== DOCUMENT PASSAGE ==

It is hard to believe I am now thanking you, after unanswered texts, constant confusion, and wondering if something was wrong with me. I am now thanking you for causing me to have slight panic attacks, for giving me a reason to write angrily in my journal, and for giving me a reason to question all of my life choices.
You are all wonderful people, I am sure, if you really try. You are great at the guessing game and winners in the not caring department. I wonder if you even remember the short amount of my time that you wasted. I sure hope you do. Because it is that short amount of tortured time we spent together that I am now thanking you for.
You really got me, making me think you liked me and then never responding to my texts ever again, I really never saw that coming, even though it always happened, with every single one of you. I should have just done what all the smart girls do and play hard to get, then the wasted time would have been a lot shorter and probably more entertaining.
But because of you all, you mean boys who made me think I would finally find someone who would stick around, I finally found one that would. I finally found that one man who would become something more than just another boy. He became a part of my life, an actual part of my life, not a temporary, toxic part.
Not only did he stick around and stay there, he became my best friend. And I have all of you to thank for that. If it weren't for you, I would not know what to not look for in a guy, I wouldn't know what was bad for me, or warning signs of a guy who was just like the rest.

===

> TASK DESCRIPTION: Please reproduce the thank-you letter above word for word, from "Not only did" up to and including "like the rest.".

== RECORDS SHOWN ==

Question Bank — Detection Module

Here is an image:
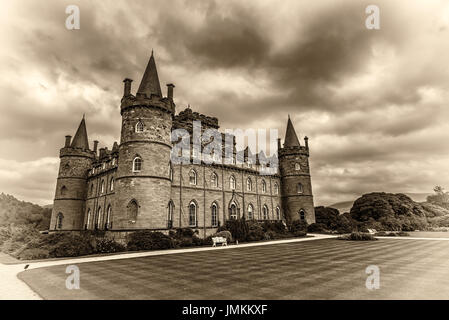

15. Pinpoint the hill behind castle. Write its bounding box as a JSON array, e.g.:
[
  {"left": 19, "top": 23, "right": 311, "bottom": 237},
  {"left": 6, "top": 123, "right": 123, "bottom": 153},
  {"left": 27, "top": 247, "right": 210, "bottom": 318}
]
[{"left": 0, "top": 193, "right": 51, "bottom": 230}]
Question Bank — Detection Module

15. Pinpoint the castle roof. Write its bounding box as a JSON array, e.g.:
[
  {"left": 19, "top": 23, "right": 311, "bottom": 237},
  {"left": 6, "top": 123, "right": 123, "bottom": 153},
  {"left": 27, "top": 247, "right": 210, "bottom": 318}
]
[
  {"left": 137, "top": 51, "right": 162, "bottom": 98},
  {"left": 71, "top": 116, "right": 89, "bottom": 150},
  {"left": 284, "top": 116, "right": 300, "bottom": 147}
]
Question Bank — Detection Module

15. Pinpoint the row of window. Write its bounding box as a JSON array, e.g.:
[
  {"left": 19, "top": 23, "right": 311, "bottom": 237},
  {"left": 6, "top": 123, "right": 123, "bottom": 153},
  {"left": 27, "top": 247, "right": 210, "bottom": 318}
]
[
  {"left": 189, "top": 169, "right": 279, "bottom": 194},
  {"left": 55, "top": 199, "right": 305, "bottom": 230},
  {"left": 90, "top": 177, "right": 114, "bottom": 195},
  {"left": 92, "top": 158, "right": 117, "bottom": 174},
  {"left": 168, "top": 200, "right": 282, "bottom": 228},
  {"left": 84, "top": 205, "right": 112, "bottom": 230}
]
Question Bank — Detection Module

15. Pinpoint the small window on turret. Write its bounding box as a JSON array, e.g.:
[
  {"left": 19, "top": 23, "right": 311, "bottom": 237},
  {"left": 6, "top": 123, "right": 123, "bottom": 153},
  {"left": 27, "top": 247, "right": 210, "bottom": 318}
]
[
  {"left": 136, "top": 121, "right": 143, "bottom": 132},
  {"left": 133, "top": 157, "right": 142, "bottom": 172}
]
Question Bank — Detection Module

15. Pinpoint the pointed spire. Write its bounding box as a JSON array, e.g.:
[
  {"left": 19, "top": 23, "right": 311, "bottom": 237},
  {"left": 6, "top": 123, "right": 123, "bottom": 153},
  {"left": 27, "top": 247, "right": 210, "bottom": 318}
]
[
  {"left": 137, "top": 50, "right": 162, "bottom": 98},
  {"left": 71, "top": 115, "right": 89, "bottom": 150},
  {"left": 284, "top": 115, "right": 300, "bottom": 147}
]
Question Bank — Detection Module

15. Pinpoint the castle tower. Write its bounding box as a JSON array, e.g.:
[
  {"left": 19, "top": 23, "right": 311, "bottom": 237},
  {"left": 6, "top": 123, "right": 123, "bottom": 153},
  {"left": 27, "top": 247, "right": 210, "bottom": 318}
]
[
  {"left": 278, "top": 117, "right": 315, "bottom": 224},
  {"left": 50, "top": 116, "right": 95, "bottom": 231},
  {"left": 113, "top": 53, "right": 175, "bottom": 230}
]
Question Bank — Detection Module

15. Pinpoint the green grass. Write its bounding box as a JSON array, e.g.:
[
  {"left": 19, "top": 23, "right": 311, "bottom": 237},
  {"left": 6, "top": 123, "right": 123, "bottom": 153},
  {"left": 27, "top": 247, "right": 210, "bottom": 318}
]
[{"left": 19, "top": 239, "right": 449, "bottom": 299}]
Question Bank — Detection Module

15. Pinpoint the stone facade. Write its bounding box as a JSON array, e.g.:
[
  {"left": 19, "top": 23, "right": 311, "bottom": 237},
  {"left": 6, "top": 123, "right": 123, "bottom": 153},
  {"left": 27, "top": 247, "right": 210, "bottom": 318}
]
[{"left": 50, "top": 55, "right": 315, "bottom": 236}]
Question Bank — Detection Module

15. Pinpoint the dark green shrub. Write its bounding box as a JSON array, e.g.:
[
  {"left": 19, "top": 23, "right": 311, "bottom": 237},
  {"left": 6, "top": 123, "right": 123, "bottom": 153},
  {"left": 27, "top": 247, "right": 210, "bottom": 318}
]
[
  {"left": 288, "top": 220, "right": 307, "bottom": 237},
  {"left": 262, "top": 221, "right": 287, "bottom": 234},
  {"left": 49, "top": 233, "right": 94, "bottom": 257},
  {"left": 246, "top": 221, "right": 265, "bottom": 241},
  {"left": 203, "top": 236, "right": 213, "bottom": 246},
  {"left": 264, "top": 230, "right": 277, "bottom": 240},
  {"left": 176, "top": 228, "right": 195, "bottom": 238},
  {"left": 337, "top": 232, "right": 377, "bottom": 241},
  {"left": 226, "top": 218, "right": 249, "bottom": 241},
  {"left": 18, "top": 248, "right": 50, "bottom": 260},
  {"left": 214, "top": 231, "right": 232, "bottom": 243},
  {"left": 127, "top": 230, "right": 175, "bottom": 251},
  {"left": 95, "top": 238, "right": 126, "bottom": 253},
  {"left": 307, "top": 223, "right": 329, "bottom": 232}
]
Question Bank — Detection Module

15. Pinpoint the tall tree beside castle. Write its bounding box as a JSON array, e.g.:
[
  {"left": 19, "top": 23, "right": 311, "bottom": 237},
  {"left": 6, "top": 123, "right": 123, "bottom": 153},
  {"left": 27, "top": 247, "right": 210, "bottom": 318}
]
[{"left": 50, "top": 54, "right": 315, "bottom": 236}]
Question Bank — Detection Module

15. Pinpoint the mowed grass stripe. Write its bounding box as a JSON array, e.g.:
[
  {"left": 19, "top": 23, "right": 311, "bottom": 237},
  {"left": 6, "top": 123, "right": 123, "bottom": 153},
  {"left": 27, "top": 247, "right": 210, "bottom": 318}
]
[{"left": 16, "top": 239, "right": 449, "bottom": 299}]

===

> EXPECTED ANSWER:
Not only did he stick around and stay there, he became my best friend. And I have all of you to thank for that. If it weren't for you, I would not know what to not look for in a guy, I wouldn't know what was bad for me, or warning signs of a guy who was just like the rest.